**Dataset entries**
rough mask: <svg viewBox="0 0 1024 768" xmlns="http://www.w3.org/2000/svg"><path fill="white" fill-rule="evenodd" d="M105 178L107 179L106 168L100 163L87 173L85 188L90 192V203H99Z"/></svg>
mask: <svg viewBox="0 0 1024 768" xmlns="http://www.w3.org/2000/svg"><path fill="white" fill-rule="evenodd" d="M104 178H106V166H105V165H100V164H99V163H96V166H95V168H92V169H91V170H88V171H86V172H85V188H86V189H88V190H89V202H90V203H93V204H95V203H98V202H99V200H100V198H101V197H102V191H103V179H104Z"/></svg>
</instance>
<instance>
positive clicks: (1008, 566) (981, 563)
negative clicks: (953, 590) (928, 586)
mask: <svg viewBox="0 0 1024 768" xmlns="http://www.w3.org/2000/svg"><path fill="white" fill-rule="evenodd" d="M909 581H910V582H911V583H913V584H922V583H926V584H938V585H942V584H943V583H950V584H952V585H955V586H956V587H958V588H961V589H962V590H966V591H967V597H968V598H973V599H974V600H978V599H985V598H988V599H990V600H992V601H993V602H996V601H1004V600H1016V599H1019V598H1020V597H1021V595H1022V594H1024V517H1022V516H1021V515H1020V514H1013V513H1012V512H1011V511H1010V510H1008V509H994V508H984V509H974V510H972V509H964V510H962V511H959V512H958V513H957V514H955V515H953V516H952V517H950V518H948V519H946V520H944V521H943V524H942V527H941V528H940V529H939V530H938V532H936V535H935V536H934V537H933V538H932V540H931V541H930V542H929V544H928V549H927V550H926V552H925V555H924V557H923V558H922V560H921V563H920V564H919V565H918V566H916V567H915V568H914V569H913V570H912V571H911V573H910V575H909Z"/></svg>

**Description of the task**
All that the answer may hold is the lines from the one with "</instance>" through the end of the data, set down exactly as they appear.

**Solved exercise**
</instance>
<instance>
positive clicks: (1008, 566) (981, 563)
negative clicks: (953, 590) (928, 586)
mask: <svg viewBox="0 0 1024 768" xmlns="http://www.w3.org/2000/svg"><path fill="white" fill-rule="evenodd" d="M909 581H910V582H911V583H913V584H922V583H926V584H938V585H942V584H943V583H950V584H952V585H955V586H956V587H958V588H961V589H962V590H966V591H967V597H968V598H973V599H974V600H978V599H985V598H988V599H990V600H992V601H993V602H996V601H1004V600H1016V599H1019V598H1020V597H1021V595H1022V594H1024V517H1022V516H1021V515H1020V514H1013V513H1012V512H1011V511H1010V510H1008V509H994V508H984V509H974V510H972V509H964V510H962V511H959V512H958V513H957V514H955V515H953V516H952V517H950V518H948V519H946V520H944V521H943V524H942V527H941V528H940V529H939V530H938V532H936V535H935V536H934V537H933V538H932V540H931V541H930V542H929V544H928V549H927V550H926V552H925V555H924V557H923V558H922V560H921V563H920V564H919V565H918V566H916V567H915V568H914V569H913V570H912V571H911V573H910V575H909Z"/></svg>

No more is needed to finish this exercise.